**Input material:**

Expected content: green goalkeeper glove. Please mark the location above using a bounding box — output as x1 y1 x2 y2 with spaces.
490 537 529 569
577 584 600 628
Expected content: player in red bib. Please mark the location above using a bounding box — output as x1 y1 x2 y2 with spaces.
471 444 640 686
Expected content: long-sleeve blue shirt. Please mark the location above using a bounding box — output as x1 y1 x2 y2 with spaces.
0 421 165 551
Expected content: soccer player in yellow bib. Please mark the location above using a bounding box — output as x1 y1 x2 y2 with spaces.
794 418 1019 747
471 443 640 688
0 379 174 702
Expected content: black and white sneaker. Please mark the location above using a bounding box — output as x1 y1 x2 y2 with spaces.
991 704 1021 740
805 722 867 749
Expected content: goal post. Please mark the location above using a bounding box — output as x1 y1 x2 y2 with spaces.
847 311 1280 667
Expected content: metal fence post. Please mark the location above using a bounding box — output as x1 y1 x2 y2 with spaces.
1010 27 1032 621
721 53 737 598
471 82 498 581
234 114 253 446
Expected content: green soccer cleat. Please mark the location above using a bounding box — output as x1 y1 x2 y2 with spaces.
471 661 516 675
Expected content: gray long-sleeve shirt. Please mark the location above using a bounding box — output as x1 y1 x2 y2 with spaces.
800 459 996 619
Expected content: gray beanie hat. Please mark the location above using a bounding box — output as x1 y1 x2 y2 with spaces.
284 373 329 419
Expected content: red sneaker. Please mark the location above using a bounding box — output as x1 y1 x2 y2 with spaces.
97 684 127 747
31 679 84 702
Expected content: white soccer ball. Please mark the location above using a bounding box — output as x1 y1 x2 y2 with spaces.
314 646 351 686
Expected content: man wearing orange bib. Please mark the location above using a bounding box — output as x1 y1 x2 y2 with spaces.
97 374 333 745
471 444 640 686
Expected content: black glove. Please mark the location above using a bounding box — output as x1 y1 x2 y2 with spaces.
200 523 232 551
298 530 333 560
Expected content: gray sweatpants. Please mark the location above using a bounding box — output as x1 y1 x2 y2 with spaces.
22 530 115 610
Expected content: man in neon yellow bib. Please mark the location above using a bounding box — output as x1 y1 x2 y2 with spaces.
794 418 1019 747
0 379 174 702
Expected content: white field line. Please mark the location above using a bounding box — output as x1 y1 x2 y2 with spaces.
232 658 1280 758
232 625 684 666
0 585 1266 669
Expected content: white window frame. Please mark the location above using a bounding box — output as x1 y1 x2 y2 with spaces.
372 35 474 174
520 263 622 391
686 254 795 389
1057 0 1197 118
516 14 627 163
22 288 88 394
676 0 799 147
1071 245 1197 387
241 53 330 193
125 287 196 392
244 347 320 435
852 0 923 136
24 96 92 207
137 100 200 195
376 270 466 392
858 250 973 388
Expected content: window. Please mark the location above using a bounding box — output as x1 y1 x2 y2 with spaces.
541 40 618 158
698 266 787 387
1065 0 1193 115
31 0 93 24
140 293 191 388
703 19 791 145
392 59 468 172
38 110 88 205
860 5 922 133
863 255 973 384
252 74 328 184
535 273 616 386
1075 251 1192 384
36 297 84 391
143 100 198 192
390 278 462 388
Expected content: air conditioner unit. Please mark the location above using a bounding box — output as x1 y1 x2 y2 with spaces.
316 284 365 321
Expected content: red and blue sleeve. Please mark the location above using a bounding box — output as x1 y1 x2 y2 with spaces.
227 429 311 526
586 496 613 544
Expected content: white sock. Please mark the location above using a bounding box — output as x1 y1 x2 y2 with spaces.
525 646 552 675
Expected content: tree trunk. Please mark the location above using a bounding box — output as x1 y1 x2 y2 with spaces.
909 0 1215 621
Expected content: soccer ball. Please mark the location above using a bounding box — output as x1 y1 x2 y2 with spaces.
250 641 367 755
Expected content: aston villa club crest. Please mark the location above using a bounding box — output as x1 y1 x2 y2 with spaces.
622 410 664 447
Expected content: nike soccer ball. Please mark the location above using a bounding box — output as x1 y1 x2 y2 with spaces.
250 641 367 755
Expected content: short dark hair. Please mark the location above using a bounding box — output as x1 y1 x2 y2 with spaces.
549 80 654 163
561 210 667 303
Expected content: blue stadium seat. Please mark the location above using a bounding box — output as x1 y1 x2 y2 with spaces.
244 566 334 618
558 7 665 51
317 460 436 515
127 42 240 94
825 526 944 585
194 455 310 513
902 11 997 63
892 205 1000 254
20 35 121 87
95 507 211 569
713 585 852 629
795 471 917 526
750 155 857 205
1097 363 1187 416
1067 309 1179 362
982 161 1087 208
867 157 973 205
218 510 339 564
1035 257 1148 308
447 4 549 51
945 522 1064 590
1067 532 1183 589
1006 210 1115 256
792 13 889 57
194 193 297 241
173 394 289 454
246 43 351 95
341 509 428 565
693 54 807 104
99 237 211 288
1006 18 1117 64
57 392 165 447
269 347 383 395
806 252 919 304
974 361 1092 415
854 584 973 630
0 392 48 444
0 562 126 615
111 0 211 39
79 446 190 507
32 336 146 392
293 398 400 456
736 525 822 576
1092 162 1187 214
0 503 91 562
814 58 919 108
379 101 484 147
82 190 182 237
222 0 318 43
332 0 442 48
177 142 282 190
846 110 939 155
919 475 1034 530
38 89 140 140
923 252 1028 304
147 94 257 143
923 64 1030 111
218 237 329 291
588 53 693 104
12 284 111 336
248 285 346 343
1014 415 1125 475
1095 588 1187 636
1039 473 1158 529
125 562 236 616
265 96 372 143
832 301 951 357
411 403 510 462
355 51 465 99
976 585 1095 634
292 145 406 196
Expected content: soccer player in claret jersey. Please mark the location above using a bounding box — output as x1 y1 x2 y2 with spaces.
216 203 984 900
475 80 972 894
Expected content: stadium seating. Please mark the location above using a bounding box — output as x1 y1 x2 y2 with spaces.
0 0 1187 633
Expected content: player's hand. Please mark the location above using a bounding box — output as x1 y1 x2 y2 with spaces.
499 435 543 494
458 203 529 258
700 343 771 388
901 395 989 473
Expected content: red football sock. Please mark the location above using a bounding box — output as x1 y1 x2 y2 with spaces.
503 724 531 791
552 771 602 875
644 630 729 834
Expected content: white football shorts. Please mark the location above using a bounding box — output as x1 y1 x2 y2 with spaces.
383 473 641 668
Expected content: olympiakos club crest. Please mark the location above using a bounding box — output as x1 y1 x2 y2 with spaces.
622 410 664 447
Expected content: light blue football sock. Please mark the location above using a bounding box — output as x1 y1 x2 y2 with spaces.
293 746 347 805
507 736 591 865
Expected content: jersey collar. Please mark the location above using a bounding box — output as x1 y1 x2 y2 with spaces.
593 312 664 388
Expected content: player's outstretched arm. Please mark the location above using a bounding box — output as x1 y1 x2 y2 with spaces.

**What you are asked to do:**
Find every line in the listing above that contains the word "black", matching case exactly, and copy each of those lines in full.

**Answer to the task:**
Expected content: black and white sneaker. Please mark the location above using a bounding box — output as x1 y1 x2 y2 with spaces.
Expected content: black glove. Please mark the location above using a bounding box — output as x1 y1 x2 y2 with spaces.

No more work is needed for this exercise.